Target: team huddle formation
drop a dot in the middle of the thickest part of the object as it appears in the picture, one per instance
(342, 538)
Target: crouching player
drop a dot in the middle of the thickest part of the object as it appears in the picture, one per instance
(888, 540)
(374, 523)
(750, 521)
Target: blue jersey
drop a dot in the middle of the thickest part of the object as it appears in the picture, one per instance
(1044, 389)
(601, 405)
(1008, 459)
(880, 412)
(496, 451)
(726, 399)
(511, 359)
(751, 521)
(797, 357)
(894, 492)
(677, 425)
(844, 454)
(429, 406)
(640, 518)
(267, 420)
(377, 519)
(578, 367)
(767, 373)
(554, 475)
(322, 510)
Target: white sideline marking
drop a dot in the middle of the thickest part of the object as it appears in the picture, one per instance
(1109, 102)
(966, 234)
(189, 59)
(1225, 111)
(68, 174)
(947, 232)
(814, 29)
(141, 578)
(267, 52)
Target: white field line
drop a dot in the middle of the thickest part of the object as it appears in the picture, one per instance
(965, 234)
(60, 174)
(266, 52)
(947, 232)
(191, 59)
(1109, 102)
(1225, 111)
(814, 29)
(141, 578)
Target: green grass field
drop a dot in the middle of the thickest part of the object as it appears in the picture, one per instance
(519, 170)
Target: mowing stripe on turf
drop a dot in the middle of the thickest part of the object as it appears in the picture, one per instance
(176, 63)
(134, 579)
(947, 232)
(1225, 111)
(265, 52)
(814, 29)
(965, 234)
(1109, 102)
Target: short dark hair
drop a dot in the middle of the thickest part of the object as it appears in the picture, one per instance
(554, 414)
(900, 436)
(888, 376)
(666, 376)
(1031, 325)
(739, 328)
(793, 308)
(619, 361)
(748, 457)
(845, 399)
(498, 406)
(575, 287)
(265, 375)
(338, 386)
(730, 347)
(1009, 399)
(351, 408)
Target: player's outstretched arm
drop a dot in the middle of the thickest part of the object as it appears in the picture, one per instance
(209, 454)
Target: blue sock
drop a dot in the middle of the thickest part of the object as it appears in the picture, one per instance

==

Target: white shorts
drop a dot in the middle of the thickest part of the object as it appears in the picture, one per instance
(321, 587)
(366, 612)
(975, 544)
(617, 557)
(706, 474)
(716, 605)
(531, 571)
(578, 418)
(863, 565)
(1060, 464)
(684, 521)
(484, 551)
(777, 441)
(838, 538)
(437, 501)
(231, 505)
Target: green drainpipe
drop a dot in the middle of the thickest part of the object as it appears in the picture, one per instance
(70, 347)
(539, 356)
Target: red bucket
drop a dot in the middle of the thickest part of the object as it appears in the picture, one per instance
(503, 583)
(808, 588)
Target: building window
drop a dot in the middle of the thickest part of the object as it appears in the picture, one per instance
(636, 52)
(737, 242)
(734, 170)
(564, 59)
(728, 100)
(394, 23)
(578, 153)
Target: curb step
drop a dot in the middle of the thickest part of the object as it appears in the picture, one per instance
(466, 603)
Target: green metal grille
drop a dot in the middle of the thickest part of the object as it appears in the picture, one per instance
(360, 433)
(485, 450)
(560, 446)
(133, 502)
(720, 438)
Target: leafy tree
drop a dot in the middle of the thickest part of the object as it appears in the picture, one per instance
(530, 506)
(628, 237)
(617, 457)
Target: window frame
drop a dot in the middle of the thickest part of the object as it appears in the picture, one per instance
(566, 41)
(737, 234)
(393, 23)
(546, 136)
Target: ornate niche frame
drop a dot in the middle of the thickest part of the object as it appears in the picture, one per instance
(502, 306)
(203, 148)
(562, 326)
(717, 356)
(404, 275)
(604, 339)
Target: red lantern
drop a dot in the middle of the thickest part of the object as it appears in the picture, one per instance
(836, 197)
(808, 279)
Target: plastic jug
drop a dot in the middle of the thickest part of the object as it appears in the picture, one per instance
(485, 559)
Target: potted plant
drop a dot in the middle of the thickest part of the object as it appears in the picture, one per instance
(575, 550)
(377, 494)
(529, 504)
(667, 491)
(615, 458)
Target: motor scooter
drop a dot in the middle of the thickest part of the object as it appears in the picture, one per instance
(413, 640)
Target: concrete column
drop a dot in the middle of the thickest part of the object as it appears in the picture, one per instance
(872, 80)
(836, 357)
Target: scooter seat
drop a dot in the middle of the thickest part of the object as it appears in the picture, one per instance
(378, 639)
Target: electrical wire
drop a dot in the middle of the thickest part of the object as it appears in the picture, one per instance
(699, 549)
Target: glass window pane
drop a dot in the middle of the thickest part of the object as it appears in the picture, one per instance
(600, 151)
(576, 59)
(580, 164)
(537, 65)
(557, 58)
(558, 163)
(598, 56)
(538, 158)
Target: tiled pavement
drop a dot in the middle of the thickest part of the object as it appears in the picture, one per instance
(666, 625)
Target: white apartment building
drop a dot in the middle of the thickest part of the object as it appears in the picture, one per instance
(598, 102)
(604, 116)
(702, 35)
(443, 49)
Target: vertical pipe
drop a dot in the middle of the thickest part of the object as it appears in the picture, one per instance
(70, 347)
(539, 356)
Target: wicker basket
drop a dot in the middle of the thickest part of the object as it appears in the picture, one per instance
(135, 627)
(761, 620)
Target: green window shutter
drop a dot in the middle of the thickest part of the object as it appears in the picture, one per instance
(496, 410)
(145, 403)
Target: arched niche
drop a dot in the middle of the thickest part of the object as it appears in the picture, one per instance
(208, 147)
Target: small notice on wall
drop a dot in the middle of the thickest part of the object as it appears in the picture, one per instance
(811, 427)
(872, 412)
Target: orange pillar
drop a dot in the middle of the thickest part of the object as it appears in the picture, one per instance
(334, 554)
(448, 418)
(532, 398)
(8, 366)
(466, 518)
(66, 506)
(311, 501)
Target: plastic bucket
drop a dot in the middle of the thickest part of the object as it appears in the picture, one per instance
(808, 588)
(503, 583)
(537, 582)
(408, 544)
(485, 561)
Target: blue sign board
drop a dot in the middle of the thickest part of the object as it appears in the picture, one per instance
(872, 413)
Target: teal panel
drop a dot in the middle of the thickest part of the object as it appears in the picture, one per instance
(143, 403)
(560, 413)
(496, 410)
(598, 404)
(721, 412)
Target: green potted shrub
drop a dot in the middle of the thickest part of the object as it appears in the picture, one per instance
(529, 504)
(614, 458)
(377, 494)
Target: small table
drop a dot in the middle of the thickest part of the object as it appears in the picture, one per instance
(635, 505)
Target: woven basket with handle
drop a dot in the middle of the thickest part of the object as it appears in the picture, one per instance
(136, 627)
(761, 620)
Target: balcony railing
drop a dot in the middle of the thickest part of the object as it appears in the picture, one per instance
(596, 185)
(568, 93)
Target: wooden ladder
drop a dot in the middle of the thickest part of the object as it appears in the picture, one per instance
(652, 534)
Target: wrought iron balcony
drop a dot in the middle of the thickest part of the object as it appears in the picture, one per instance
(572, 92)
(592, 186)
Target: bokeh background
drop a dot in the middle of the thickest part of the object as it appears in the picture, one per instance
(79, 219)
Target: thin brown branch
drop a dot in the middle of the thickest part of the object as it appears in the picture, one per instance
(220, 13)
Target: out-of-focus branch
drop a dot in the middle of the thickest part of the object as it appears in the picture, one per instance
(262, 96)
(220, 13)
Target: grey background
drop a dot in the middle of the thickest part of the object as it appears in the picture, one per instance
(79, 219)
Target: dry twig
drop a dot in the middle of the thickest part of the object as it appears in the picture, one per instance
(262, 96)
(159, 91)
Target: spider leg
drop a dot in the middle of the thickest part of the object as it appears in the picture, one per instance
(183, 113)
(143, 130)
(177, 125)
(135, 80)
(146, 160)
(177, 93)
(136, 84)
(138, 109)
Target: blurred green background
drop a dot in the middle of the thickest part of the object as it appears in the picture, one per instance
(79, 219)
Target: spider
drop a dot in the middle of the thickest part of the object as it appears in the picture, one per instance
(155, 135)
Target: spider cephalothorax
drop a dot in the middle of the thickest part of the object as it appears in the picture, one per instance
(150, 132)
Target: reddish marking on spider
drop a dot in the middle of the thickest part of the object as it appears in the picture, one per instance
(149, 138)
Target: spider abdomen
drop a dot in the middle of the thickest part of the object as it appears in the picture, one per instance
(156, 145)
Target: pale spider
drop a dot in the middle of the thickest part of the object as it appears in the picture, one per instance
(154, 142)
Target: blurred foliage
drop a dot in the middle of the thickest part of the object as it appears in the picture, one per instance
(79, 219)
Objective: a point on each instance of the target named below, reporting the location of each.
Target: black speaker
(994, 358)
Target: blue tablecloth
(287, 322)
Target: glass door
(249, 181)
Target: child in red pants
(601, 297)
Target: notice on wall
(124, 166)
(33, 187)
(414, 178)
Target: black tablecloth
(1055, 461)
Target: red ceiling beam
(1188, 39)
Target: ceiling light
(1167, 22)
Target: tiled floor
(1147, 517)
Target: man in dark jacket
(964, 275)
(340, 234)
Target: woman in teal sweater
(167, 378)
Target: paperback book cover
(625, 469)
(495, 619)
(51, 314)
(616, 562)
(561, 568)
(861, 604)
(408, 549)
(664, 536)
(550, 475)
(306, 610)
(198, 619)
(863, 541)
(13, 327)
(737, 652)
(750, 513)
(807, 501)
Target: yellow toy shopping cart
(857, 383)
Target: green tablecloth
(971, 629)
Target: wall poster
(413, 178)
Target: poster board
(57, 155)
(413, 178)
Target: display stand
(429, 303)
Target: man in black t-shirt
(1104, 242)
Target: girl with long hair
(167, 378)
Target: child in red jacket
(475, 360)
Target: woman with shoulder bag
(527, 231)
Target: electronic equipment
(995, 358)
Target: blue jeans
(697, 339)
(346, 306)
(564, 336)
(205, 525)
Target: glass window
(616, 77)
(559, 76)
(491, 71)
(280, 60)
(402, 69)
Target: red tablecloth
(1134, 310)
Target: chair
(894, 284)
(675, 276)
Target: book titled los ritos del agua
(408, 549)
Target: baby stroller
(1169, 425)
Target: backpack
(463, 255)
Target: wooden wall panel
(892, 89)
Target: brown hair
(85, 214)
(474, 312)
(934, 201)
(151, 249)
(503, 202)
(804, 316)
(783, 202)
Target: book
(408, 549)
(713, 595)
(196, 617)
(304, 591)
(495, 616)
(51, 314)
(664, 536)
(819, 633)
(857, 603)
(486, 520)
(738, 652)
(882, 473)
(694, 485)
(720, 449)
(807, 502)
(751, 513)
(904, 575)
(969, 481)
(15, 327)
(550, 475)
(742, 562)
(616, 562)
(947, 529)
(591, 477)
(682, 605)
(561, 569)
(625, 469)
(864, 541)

---

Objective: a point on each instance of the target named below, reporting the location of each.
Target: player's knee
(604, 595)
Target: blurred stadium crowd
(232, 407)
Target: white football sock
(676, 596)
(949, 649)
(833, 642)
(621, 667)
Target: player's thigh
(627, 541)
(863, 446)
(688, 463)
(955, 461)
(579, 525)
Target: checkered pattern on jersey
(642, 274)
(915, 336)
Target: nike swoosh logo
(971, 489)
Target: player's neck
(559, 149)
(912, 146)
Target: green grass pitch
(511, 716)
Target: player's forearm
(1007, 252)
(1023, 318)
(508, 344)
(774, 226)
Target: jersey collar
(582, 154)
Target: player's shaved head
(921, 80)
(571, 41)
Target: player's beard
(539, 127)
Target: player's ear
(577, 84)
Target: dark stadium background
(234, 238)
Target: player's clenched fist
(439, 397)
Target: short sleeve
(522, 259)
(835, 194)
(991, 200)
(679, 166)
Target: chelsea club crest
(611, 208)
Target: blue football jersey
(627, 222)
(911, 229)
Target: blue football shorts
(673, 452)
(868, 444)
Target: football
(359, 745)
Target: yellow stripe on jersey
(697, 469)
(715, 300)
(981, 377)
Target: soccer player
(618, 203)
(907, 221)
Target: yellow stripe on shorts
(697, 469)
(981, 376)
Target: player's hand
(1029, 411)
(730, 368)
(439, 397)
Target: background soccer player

▶ _GIVEN PROBLEM_:
Format the data as a numbered list, beginning at the line that contains "Target: player's hand" and stopping after the line that contains "Target: background soccer player". Include both of those lines and leave out any blank lines.

▶ _SOLUTION FOR THIS EXERCISE_:
1. Target: player's hand
2. (1029, 411)
3. (730, 368)
4. (439, 397)
5. Target: background soccer player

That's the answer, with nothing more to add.